--- Start of Extracted data ---
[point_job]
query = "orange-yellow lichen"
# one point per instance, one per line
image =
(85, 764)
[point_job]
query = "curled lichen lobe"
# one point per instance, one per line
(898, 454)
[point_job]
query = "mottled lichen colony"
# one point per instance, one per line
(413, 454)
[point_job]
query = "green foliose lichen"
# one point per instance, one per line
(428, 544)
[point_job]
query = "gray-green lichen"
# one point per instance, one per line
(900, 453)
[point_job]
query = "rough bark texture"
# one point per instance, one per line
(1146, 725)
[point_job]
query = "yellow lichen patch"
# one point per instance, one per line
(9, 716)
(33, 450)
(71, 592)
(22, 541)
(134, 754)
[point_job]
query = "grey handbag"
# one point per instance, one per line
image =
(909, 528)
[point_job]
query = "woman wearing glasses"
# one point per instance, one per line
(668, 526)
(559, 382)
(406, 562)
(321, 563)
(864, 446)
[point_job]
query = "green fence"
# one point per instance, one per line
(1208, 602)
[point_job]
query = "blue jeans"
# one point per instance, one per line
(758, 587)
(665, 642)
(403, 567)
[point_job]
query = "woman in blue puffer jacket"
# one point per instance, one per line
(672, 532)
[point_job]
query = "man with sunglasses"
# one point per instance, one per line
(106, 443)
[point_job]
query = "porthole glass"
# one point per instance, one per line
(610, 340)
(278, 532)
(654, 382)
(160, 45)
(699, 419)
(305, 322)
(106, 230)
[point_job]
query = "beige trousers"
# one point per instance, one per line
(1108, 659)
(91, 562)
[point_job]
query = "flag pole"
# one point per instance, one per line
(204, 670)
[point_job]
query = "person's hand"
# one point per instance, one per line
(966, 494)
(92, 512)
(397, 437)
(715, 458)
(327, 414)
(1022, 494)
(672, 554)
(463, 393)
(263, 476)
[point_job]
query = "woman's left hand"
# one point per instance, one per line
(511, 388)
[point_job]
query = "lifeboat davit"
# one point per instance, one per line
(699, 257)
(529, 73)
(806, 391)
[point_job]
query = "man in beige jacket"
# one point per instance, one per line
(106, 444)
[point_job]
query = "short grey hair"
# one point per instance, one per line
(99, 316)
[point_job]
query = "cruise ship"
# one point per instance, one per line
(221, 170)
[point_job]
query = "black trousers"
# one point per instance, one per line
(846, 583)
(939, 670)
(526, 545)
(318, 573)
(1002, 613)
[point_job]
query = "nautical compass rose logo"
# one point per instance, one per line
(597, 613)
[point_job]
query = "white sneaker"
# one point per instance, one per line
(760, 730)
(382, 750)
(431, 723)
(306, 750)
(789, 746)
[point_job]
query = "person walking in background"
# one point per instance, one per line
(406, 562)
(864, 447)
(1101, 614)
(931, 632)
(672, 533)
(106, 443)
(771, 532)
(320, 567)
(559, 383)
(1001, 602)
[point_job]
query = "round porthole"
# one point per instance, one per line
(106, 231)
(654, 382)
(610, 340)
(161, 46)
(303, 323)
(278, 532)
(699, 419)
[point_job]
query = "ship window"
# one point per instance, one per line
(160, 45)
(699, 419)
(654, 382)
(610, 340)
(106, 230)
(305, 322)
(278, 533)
--- End of Extracted data ---
** Required work **
Quote each line above in full, word for word.

** Full response **
[point_job]
query = "orange-yellow lichen"
# one point per instance, one per line
image =
(85, 764)
[point_job]
query = "curled lichen lobe"
# one point per instance, one per line
(898, 454)
[point_job]
query = "mottled lichen colony"
# one point per instance, one per line
(413, 454)
[point_job]
query = "green foliose lichen"
# one point per instance, one per line
(428, 544)
[point_job]
query = "gray-green lichen"
# one point per instance, one per line
(900, 453)
[point_job]
query = "rough bark texture"
# one point per instance, one per line
(1146, 725)
[point_job]
query = "yellow lichen patch"
# one point per instance, one per line
(9, 716)
(33, 450)
(71, 592)
(22, 541)
(134, 754)
[point_job]
query = "grey handbag"
# one point per instance, one per line
image =
(909, 528)
[point_job]
query = "woman wearing glasses"
# one point per instance, one per line
(668, 526)
(559, 382)
(406, 562)
(321, 563)
(864, 446)
[point_job]
query = "green fence"
# one point per instance, one per line
(1208, 602)
[point_job]
query = "blue jeans"
# one point per instance, one per line
(758, 587)
(665, 642)
(403, 567)
[point_job]
query = "woman in blue puffer jacket"
# one point per instance, one per line
(672, 532)
[point_job]
query = "man with sunglasses"
# one point per instance, one per line
(106, 443)
[point_job]
query = "porthole glass"
# one point per instance, one per line
(610, 340)
(278, 532)
(654, 382)
(160, 45)
(699, 419)
(305, 322)
(106, 230)
[point_job]
query = "beige trousers"
# one point per instance, one per line
(1108, 659)
(91, 562)
[point_job]
query = "flag pole"
# one point per instance, one per line
(204, 670)
[point_job]
query = "person's hand"
# one point per instance, one per line
(966, 494)
(92, 512)
(397, 437)
(715, 458)
(327, 414)
(1022, 494)
(672, 554)
(463, 393)
(263, 476)
[point_job]
query = "woman's left hand"
# one point per instance, one per line
(511, 388)
[point_job]
query = "lifeboat davit"
# one point per instance, one per line
(699, 257)
(529, 73)
(806, 391)
[point_job]
query = "man in beige jacket"
# one point per instance, one per line
(106, 444)
[point_job]
query = "short grey hair"
# one point per instance, one per line
(99, 316)
[point_job]
query = "cruise ship"
# one point per instance, one per line
(221, 170)
[point_job]
query = "black trousers"
# one point per instance, one per line
(846, 583)
(939, 670)
(526, 545)
(318, 573)
(1002, 613)
[point_job]
query = "nautical compass rose logo"
# one point per instance, one per line
(597, 613)
[point_job]
query = "white sneaker"
# one point per instance, one per line
(760, 730)
(382, 750)
(431, 723)
(306, 750)
(789, 746)
[point_job]
query = "person walking in background"
# one point per instance, one per line
(406, 562)
(864, 447)
(1101, 614)
(931, 632)
(672, 533)
(106, 443)
(771, 532)
(320, 567)
(559, 383)
(1001, 602)
[point_job]
query = "round porthole"
# one point per instance, one per line
(106, 231)
(654, 382)
(610, 340)
(161, 46)
(303, 323)
(278, 532)
(699, 419)
[point_job]
query = "ship window"
# one point per instance, one per line
(160, 45)
(699, 419)
(654, 382)
(610, 340)
(106, 230)
(305, 322)
(278, 533)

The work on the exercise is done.